> Given records:
● ● ● ●
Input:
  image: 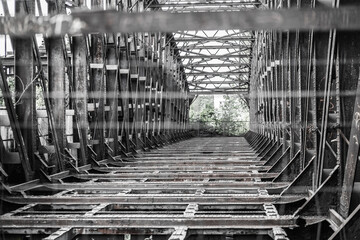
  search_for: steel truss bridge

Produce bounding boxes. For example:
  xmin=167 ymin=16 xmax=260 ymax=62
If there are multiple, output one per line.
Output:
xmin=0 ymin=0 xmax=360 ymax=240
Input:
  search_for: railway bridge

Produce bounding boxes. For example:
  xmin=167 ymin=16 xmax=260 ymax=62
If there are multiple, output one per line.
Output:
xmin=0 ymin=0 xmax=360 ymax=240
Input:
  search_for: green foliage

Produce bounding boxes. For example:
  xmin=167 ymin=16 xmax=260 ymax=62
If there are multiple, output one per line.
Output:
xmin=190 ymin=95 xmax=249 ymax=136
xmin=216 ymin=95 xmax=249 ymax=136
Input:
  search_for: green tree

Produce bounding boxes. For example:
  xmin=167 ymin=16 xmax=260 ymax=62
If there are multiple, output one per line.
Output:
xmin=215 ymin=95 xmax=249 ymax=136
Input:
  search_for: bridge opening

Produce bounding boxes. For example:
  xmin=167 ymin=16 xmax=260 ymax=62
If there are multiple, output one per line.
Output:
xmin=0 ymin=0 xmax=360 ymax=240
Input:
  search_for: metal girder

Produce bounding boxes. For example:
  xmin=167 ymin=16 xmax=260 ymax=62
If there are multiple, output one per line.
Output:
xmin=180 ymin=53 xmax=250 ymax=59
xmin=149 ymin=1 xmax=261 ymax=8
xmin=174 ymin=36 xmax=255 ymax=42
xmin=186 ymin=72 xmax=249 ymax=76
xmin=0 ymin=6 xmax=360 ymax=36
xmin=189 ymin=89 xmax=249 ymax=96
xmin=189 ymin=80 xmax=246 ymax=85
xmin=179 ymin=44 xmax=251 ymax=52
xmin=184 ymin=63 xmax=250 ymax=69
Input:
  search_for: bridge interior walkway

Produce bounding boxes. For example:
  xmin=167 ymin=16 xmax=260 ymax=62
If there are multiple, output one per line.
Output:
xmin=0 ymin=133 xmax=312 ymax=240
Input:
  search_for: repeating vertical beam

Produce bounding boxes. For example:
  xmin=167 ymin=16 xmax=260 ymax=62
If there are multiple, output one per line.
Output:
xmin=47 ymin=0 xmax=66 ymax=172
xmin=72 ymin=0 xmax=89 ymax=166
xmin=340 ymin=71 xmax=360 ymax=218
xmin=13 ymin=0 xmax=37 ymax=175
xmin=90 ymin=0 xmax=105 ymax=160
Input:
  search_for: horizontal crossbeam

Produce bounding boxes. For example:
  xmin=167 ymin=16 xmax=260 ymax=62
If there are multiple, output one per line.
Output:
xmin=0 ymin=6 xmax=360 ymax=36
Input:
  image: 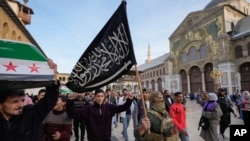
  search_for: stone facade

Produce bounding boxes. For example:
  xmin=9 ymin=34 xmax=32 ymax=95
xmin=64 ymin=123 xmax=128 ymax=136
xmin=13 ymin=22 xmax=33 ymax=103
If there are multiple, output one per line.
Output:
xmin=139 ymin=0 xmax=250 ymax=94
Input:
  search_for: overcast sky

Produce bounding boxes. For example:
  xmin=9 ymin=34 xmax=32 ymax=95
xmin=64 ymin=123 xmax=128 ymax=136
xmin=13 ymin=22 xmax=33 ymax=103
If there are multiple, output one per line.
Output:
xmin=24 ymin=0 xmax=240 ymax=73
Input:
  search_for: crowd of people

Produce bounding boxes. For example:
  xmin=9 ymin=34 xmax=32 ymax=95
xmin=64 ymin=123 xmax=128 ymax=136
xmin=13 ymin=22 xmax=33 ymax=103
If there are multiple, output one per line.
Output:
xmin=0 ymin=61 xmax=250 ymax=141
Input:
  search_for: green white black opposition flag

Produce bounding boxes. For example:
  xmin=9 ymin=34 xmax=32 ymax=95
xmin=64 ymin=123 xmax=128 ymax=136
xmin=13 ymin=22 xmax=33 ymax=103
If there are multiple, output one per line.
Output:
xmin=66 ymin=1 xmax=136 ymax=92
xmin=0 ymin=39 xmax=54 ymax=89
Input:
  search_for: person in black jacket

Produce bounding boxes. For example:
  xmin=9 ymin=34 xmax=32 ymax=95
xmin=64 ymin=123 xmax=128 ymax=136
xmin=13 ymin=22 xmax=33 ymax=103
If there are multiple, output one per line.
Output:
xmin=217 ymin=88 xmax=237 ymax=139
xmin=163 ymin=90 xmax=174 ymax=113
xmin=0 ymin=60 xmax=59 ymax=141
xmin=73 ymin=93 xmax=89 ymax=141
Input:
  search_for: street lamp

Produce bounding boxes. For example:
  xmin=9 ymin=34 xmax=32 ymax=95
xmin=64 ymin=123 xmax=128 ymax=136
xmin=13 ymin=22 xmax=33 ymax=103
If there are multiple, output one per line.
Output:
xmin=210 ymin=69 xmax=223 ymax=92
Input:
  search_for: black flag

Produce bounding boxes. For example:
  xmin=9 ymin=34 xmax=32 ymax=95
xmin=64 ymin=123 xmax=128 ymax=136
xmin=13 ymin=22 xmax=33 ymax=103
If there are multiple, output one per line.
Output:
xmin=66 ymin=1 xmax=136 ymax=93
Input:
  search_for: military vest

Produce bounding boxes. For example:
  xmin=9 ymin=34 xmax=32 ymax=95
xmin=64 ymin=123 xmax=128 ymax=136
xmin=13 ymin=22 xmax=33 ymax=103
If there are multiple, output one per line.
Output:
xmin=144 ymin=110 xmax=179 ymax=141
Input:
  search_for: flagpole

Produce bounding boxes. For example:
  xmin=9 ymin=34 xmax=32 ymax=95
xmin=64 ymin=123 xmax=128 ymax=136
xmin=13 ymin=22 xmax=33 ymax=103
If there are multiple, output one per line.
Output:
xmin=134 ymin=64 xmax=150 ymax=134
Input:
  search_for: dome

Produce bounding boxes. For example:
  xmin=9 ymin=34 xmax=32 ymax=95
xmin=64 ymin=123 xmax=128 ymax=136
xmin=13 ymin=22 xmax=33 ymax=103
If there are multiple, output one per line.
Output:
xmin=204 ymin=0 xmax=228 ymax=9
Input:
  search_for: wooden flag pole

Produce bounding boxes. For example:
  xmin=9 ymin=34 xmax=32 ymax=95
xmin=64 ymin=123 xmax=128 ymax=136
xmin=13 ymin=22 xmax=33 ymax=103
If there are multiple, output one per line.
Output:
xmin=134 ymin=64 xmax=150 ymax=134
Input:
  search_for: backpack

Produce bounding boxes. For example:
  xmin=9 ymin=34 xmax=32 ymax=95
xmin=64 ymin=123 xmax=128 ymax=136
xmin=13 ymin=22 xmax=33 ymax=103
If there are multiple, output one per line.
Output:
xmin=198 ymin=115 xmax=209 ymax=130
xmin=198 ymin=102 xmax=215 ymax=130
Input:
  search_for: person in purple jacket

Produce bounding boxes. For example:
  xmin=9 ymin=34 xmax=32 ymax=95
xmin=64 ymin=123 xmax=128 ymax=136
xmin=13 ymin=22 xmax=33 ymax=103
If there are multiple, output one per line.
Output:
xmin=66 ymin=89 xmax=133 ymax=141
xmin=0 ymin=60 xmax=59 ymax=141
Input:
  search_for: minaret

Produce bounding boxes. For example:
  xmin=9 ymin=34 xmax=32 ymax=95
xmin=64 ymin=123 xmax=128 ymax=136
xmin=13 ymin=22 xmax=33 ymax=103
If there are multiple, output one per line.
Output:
● ● ● ●
Transcribe the preceding listing in its entirety and with exact wording, leaving out pictures.

Input:
  image: 
  search_for: steel truss bridge

Produce bounding boxes. For example:
  xmin=167 ymin=16 xmax=260 ymax=62
If there are multiple, output one per line.
Output:
xmin=0 ymin=0 xmax=360 ymax=240
Input:
  search_for: railway bridge

Produce bounding boxes. For example:
  xmin=167 ymin=16 xmax=260 ymax=62
If there are multiple, output one per line.
Output:
xmin=0 ymin=0 xmax=360 ymax=240
Input:
  search_for: green foliage

Produce bounding boxes. For example:
  xmin=167 ymin=16 xmax=260 ymax=62
If there are multiple, output one per line.
Output:
xmin=190 ymin=95 xmax=249 ymax=136
xmin=216 ymin=95 xmax=249 ymax=136
Input:
  search_for: green tree

Produce bounding boxes. For example:
  xmin=167 ymin=16 xmax=260 ymax=62
If there are multiple, output one per line.
Output:
xmin=215 ymin=95 xmax=249 ymax=136
Input:
  search_for: bridge opening

Produce bounding boxes. For example:
  xmin=167 ymin=16 xmax=260 ymax=62
If there are multiple, output one per line.
Output:
xmin=0 ymin=0 xmax=360 ymax=240
Input:
  search_for: metal girder

Produce bounding boxes. For example:
  xmin=167 ymin=16 xmax=260 ymax=62
If there are multiple, output one per line.
Output:
xmin=180 ymin=53 xmax=250 ymax=59
xmin=149 ymin=1 xmax=261 ymax=8
xmin=174 ymin=36 xmax=255 ymax=42
xmin=186 ymin=72 xmax=249 ymax=76
xmin=0 ymin=6 xmax=360 ymax=36
xmin=189 ymin=89 xmax=249 ymax=96
xmin=189 ymin=80 xmax=246 ymax=85
xmin=179 ymin=44 xmax=251 ymax=52
xmin=184 ymin=63 xmax=250 ymax=69
Input:
  search_for: bridge interior walkway

Produce bounding boxes. For example:
  xmin=167 ymin=16 xmax=260 ymax=62
If there are multiple, output one per line.
Output:
xmin=0 ymin=133 xmax=312 ymax=240
Input:
  search_for: repeating vertical beam

Produce bounding boxes. For example:
  xmin=167 ymin=16 xmax=260 ymax=62
If there are multiple, output one per line.
Output:
xmin=47 ymin=0 xmax=66 ymax=172
xmin=72 ymin=0 xmax=89 ymax=166
xmin=340 ymin=71 xmax=360 ymax=218
xmin=13 ymin=0 xmax=37 ymax=175
xmin=90 ymin=0 xmax=105 ymax=160
Input:
  search_for: horizontal crossbeam

Produce bounding boxes. For example:
  xmin=167 ymin=16 xmax=260 ymax=62
If there are multiple, output one per line.
Output:
xmin=0 ymin=6 xmax=360 ymax=36
Input:
  image: 
  search_for: stone facade

Produce bounding boxes. For example:
  xmin=9 ymin=34 xmax=32 ymax=95
xmin=64 ymin=123 xmax=128 ymax=136
xmin=13 ymin=22 xmax=33 ymax=103
If there are multiple, output one per line.
Output:
xmin=139 ymin=0 xmax=250 ymax=94
Input:
  search_for: overcast sky

Produce bounding boxes. For example:
  xmin=9 ymin=34 xmax=32 ymax=95
xmin=64 ymin=123 xmax=128 ymax=136
xmin=13 ymin=22 xmax=33 ymax=103
If there are multiple, output one per line.
Output:
xmin=24 ymin=0 xmax=240 ymax=73
Input:
  search_for: crowd of people

Produce bounding boxes. For example:
  xmin=9 ymin=34 xmax=32 ymax=95
xmin=64 ymin=123 xmax=128 ymax=136
xmin=13 ymin=22 xmax=33 ymax=103
If there are multiple, output one per line.
Output:
xmin=0 ymin=61 xmax=250 ymax=141
Input:
  search_for: green white black opposition flag

Produce bounding boxes. For example:
  xmin=9 ymin=34 xmax=32 ymax=95
xmin=64 ymin=123 xmax=128 ymax=136
xmin=13 ymin=22 xmax=33 ymax=103
If there are multiple, output one per line.
Output:
xmin=66 ymin=1 xmax=136 ymax=92
xmin=0 ymin=39 xmax=54 ymax=89
Input:
  search_for: person in black jacket

Produce bounding boxes. For example:
  xmin=9 ymin=34 xmax=32 ymax=95
xmin=64 ymin=123 xmax=128 ymax=136
xmin=13 ymin=22 xmax=33 ymax=103
If there are multiple, output one per line.
Output:
xmin=217 ymin=88 xmax=237 ymax=139
xmin=163 ymin=90 xmax=174 ymax=113
xmin=0 ymin=60 xmax=59 ymax=141
xmin=73 ymin=93 xmax=89 ymax=141
Input:
  search_for: street lamp

Produce bounding boxes. For example:
  xmin=9 ymin=34 xmax=32 ymax=95
xmin=64 ymin=123 xmax=128 ymax=136
xmin=13 ymin=22 xmax=33 ymax=103
If there are multiple, output one per line.
Output:
xmin=210 ymin=69 xmax=223 ymax=92
Input:
  search_for: black flag

Produce bounding boxes. For example:
  xmin=9 ymin=34 xmax=32 ymax=95
xmin=64 ymin=123 xmax=128 ymax=136
xmin=13 ymin=22 xmax=33 ymax=103
If there are multiple, output one per line.
Output:
xmin=66 ymin=1 xmax=136 ymax=93
Input:
  search_for: military vest

Produce bounding boxes. For example:
  xmin=9 ymin=34 xmax=32 ymax=95
xmin=64 ymin=123 xmax=128 ymax=136
xmin=13 ymin=22 xmax=33 ymax=103
If there are multiple, output one per line.
Output:
xmin=144 ymin=110 xmax=179 ymax=141
Input:
  search_for: flagpole

Produce bounding boxes. For example:
  xmin=9 ymin=34 xmax=32 ymax=95
xmin=64 ymin=123 xmax=128 ymax=136
xmin=13 ymin=22 xmax=33 ymax=103
If there are multiple, output one per line.
Output:
xmin=134 ymin=64 xmax=150 ymax=134
Input:
  search_for: dome

Produce bounding boxes. For example:
  xmin=9 ymin=34 xmax=32 ymax=95
xmin=64 ymin=123 xmax=128 ymax=136
xmin=13 ymin=22 xmax=33 ymax=103
If there are multiple, output one per line.
Output:
xmin=204 ymin=0 xmax=228 ymax=9
Input:
  search_for: wooden flag pole

Produce bounding boxes. For example:
  xmin=9 ymin=34 xmax=32 ymax=95
xmin=64 ymin=123 xmax=128 ymax=136
xmin=13 ymin=22 xmax=33 ymax=103
If there are multiple, output one per line.
Output:
xmin=134 ymin=64 xmax=150 ymax=134
Input:
  search_for: backpack

Produce bounding boxes. For example:
  xmin=9 ymin=34 xmax=32 ymax=95
xmin=64 ymin=123 xmax=128 ymax=136
xmin=13 ymin=22 xmax=33 ymax=103
If there are multiple, output one per line.
Output:
xmin=198 ymin=115 xmax=209 ymax=130
xmin=198 ymin=102 xmax=215 ymax=130
Input:
  search_for: person in purple jacket

Produce bounding boxes. For example:
  xmin=9 ymin=34 xmax=32 ymax=95
xmin=64 ymin=123 xmax=128 ymax=136
xmin=13 ymin=22 xmax=33 ymax=103
If there are multiple, output one per line.
Output:
xmin=66 ymin=89 xmax=133 ymax=141
xmin=0 ymin=60 xmax=59 ymax=141
Input:
  search_for: minaret

Produce bounding boxes. For example:
  xmin=9 ymin=34 xmax=32 ymax=95
xmin=64 ymin=123 xmax=128 ymax=136
xmin=13 ymin=22 xmax=33 ymax=103
If there are multiple, output one per line.
Output:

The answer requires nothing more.